▸ Task to complete: Restate all the material verbatim, except for the pictures.

▸ Dataset entries:
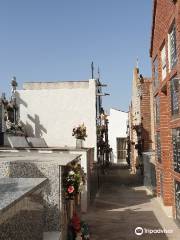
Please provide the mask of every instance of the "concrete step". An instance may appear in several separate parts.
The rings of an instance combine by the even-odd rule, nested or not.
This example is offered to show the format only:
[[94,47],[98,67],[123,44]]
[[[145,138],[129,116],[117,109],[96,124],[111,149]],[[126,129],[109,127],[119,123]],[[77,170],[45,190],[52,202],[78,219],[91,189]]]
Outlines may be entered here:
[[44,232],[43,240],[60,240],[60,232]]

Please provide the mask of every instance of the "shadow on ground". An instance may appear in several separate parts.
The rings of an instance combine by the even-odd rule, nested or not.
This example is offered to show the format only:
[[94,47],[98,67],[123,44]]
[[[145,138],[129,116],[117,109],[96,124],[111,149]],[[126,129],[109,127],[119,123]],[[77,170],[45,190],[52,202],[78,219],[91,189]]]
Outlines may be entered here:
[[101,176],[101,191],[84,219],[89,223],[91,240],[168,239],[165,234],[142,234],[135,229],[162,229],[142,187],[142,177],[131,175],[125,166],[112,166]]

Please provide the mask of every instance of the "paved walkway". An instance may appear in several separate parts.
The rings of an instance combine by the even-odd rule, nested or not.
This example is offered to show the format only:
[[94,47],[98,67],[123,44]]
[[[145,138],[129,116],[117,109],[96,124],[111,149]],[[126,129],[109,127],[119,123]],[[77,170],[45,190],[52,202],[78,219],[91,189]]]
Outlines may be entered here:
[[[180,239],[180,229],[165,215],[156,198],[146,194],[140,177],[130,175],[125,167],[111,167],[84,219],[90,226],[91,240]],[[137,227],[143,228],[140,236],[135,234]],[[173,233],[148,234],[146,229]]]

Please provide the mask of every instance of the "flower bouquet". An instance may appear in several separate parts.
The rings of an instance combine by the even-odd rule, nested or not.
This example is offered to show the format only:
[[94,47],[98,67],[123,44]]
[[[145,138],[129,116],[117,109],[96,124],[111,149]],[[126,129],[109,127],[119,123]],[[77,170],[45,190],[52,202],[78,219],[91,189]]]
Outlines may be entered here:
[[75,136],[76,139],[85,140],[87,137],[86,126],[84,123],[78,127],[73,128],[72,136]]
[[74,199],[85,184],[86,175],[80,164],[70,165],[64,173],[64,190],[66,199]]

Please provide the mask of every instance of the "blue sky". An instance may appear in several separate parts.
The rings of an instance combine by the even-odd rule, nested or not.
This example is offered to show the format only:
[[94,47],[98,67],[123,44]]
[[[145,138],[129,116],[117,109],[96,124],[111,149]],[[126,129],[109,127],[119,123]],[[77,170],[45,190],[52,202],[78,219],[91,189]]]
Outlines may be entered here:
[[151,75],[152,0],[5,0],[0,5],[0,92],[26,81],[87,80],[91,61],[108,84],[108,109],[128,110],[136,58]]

▸ Final result:
Please provide the mask of every instance of the "concrete step". An instance may appear in several separate parts.
The rings of an instance combine by the even-odd rule, nested or not.
This example is offered to show the format only:
[[94,47],[98,67],[123,44]]
[[[145,138],[129,116],[117,109],[96,124],[111,149]],[[126,129],[109,127],[119,123]],[[77,170],[45,190],[52,202],[78,219],[91,189]]]
Outlines may be entered here:
[[44,232],[43,240],[60,240],[60,232]]

Please provide the mask of every instance of the "shadow on ground". An instance may appear in several separate parts.
The rings of an instance combine by the even-odd rule, nested or not.
This example is offered to show the format only:
[[94,47],[98,67],[123,44]]
[[[145,138],[129,116],[117,109],[96,124],[111,149]],[[126,129],[109,127],[119,123]],[[77,170],[45,190],[52,202],[78,219],[91,189]]]
Outlines may be entered here:
[[101,176],[101,191],[84,219],[89,223],[91,240],[168,239],[165,234],[142,234],[135,229],[162,229],[142,187],[142,177],[131,175],[125,166],[112,166]]

Please provide the mask of every instance of the "paved walkway". An instance may appear in several separate parts.
The rings of an instance combine by the even-odd rule, nested or not.
This example is offered to show the format only:
[[94,47],[98,67],[123,44]]
[[[145,138],[129,116],[117,109],[96,124],[111,149]],[[126,129],[109,127],[119,123]],[[77,170],[45,190],[52,202],[78,219],[91,189]]]
Outlines may be entered here:
[[[180,239],[180,229],[165,215],[156,198],[146,194],[140,177],[130,175],[125,167],[111,167],[84,219],[90,226],[91,240]],[[137,227],[143,228],[140,236],[135,234]],[[173,233],[148,234],[146,229]]]

Please provide the mask of every instance of the "flower bouquet". An instance may appear in several separate parts.
The rings of an instance combine by the even-odd rule, nested or not.
This example is offered to show the format only:
[[94,47],[98,67],[123,44]]
[[[145,138],[129,116],[117,109],[96,124],[111,149]],[[126,129],[109,127],[119,123]],[[77,170],[45,190],[52,202],[78,219],[91,189]]]
Outlines may be entered here:
[[75,136],[76,139],[85,140],[87,137],[86,126],[84,123],[78,127],[73,128],[72,136]]
[[74,199],[85,184],[86,175],[80,164],[70,165],[64,173],[64,190],[66,199]]

Please provide the mask of every instance of the "blue sky". An instance may appear in several separate parts.
The rings of an instance combine by the even-odd rule, nested or not.
This example is offered to show the format only:
[[94,47],[98,67],[123,44]]
[[[145,138],[129,116],[117,109],[96,124],[111,149]],[[126,129],[109,127],[119,123]],[[77,170],[45,190],[52,202],[78,219],[91,189]]]
Outlines may be entered here:
[[151,75],[152,0],[5,0],[0,5],[0,92],[26,81],[87,80],[91,61],[108,84],[108,109],[128,110],[136,58]]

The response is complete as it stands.